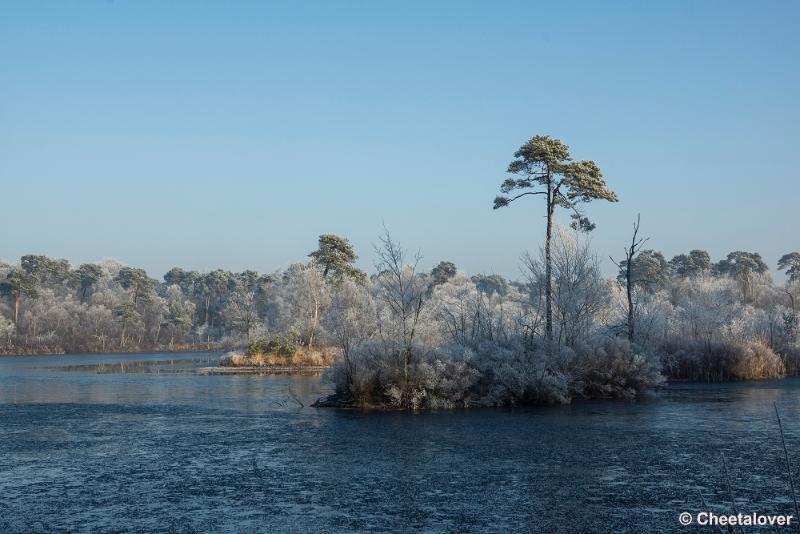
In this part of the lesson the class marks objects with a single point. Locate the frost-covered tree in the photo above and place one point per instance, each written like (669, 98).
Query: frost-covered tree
(18, 284)
(696, 263)
(744, 267)
(444, 271)
(791, 264)
(336, 256)
(87, 276)
(543, 166)
(579, 292)
(649, 270)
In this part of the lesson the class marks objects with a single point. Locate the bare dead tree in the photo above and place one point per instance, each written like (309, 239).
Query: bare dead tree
(630, 252)
(404, 293)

━━━━━━━━

## Try it:
Once more, give the listing above exactly, leaving each picture out.

## Exercise result:
In this part of the lesson the class marks objects with a single point. Locate the frost-covered tree in the photo above and place one point per instance, each written like (669, 98).
Query: frost-covered tree
(18, 284)
(696, 263)
(744, 267)
(444, 271)
(791, 264)
(336, 256)
(87, 276)
(543, 166)
(579, 292)
(649, 270)
In this part of the lesson the class marks objects with a single point. Locate the bare dead tree in the photo above and place one point per instance, each written like (309, 239).
Query: bare dead tree
(630, 252)
(404, 293)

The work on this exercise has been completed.